Written problem >> Quote, word for word, the lines of the items from the line containing "Where can you find the ear?" up to and including the line containing "point(355, 305)".

Dataset content >>
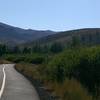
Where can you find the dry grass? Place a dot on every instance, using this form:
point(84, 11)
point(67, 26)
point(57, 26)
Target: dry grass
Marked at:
point(68, 90)
point(4, 61)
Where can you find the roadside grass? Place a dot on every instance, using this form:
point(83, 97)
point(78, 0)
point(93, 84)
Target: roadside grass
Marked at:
point(2, 61)
point(68, 90)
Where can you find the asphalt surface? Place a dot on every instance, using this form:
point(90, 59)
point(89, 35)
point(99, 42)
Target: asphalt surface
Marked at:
point(17, 87)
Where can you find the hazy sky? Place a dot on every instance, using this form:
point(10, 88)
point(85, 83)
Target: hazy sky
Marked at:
point(51, 14)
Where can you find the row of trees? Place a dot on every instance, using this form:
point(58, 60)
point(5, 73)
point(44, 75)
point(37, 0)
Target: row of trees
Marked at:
point(53, 48)
point(81, 64)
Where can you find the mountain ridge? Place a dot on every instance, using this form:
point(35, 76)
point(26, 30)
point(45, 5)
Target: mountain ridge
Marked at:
point(15, 35)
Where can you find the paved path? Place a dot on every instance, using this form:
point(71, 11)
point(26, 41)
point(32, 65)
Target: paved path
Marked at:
point(17, 87)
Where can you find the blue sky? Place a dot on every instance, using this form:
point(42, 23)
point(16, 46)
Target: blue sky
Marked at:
point(57, 15)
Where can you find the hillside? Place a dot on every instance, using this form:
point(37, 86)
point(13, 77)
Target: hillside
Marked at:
point(13, 35)
point(85, 36)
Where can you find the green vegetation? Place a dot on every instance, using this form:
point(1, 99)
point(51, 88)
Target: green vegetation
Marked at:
point(70, 73)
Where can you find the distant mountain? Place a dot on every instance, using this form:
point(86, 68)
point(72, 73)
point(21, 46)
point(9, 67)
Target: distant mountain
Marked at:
point(14, 35)
point(87, 36)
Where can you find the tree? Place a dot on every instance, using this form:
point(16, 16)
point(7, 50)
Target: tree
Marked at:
point(56, 47)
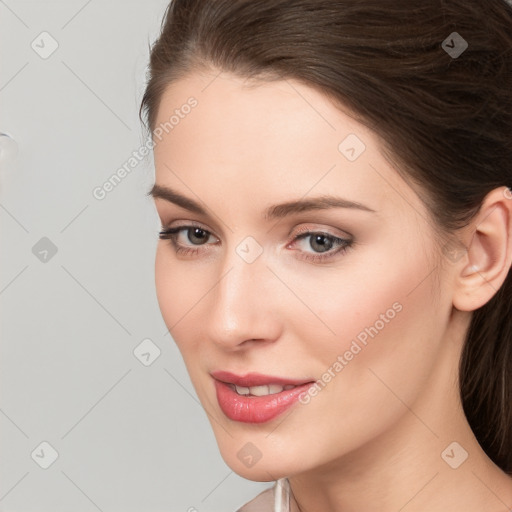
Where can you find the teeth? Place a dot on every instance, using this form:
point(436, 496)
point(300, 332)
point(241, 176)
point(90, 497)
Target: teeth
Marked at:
point(261, 390)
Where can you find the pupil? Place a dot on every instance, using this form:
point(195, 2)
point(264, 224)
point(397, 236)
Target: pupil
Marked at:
point(322, 244)
point(195, 232)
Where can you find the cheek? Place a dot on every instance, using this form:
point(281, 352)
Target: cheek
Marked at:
point(388, 330)
point(176, 290)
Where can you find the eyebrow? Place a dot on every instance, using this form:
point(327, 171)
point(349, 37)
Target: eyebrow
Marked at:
point(272, 212)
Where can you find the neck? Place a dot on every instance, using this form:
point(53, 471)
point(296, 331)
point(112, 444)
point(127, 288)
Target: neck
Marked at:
point(414, 465)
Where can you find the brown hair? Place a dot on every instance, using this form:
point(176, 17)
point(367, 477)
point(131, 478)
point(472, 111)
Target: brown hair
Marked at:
point(444, 120)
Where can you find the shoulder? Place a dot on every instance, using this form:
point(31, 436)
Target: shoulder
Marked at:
point(263, 502)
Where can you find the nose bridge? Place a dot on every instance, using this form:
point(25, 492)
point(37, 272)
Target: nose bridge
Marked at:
point(242, 308)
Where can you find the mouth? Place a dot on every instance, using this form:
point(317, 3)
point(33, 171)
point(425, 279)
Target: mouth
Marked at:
point(256, 398)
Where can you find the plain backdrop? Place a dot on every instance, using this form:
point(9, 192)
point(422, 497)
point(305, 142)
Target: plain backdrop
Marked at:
point(97, 412)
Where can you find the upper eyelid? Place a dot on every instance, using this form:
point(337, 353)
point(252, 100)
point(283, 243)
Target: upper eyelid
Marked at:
point(307, 231)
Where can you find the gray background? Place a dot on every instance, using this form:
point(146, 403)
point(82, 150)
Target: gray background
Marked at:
point(129, 437)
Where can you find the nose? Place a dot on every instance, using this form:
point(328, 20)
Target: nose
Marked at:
point(244, 305)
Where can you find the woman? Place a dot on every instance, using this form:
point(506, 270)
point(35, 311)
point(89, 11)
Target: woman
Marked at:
point(332, 178)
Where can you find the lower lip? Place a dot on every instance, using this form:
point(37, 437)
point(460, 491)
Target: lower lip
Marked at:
point(256, 409)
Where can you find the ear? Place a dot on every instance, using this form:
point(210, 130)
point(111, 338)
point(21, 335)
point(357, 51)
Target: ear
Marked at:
point(488, 240)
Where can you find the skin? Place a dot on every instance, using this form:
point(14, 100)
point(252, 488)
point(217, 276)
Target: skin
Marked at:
point(372, 438)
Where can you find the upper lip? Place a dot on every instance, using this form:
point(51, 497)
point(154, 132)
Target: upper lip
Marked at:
point(255, 379)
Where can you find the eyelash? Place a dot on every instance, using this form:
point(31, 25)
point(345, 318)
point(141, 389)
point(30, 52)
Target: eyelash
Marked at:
point(171, 234)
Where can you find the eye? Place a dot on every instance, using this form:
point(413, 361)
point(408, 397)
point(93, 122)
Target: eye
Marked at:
point(194, 234)
point(320, 242)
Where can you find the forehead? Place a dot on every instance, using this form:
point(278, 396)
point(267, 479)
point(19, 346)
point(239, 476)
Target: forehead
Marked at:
point(273, 138)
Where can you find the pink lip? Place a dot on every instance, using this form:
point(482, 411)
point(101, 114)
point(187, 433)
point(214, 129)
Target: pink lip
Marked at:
point(255, 409)
point(255, 379)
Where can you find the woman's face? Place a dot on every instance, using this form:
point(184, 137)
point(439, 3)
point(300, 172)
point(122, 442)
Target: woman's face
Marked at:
point(355, 305)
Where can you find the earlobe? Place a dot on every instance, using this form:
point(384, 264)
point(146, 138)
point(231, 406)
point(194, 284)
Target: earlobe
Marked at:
point(487, 262)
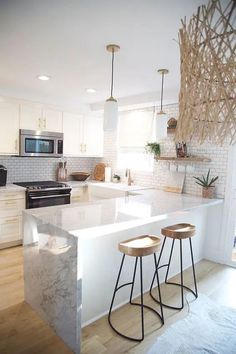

Result of the exercise >>
Where can you find the ear? Place a dot on every instance, using this form:
point(210, 130)
point(111, 338)
point(21, 335)
point(357, 51)
Target: ear
Marked at:
point(488, 240)
Where can you find the skin? Place a dot on every instance, using this form:
point(14, 100)
point(252, 488)
point(217, 276)
Target: skin
Marked at:
point(372, 438)
Where can you find the upper lip? Place a dot on every instance, using this form:
point(51, 497)
point(154, 132)
Target: upper lip
Marked at:
point(255, 379)
Where can you find the eyelash? Place a dot on every instance, using this form:
point(31, 25)
point(345, 318)
point(141, 389)
point(30, 52)
Target: eyelash
Marked at:
point(171, 234)
Where can you find the eye? Place a dot on every instance, using this form:
point(413, 361)
point(408, 397)
point(93, 122)
Target: eye
Marked at:
point(194, 234)
point(320, 242)
Where can you find the forehead? Place a dot on every instance, using this form:
point(278, 396)
point(267, 479)
point(19, 346)
point(239, 476)
Target: forehead
Marked at:
point(273, 138)
Where can you find the pink lip? Place a dot on every instance, using this form:
point(482, 411)
point(101, 114)
point(187, 433)
point(214, 129)
Target: pink lip
Marked at:
point(255, 409)
point(255, 379)
Where can you find the woman's face? Place a dot on every instance, using this form:
point(184, 137)
point(439, 3)
point(300, 172)
point(122, 442)
Target: woman's face
Marked at:
point(355, 305)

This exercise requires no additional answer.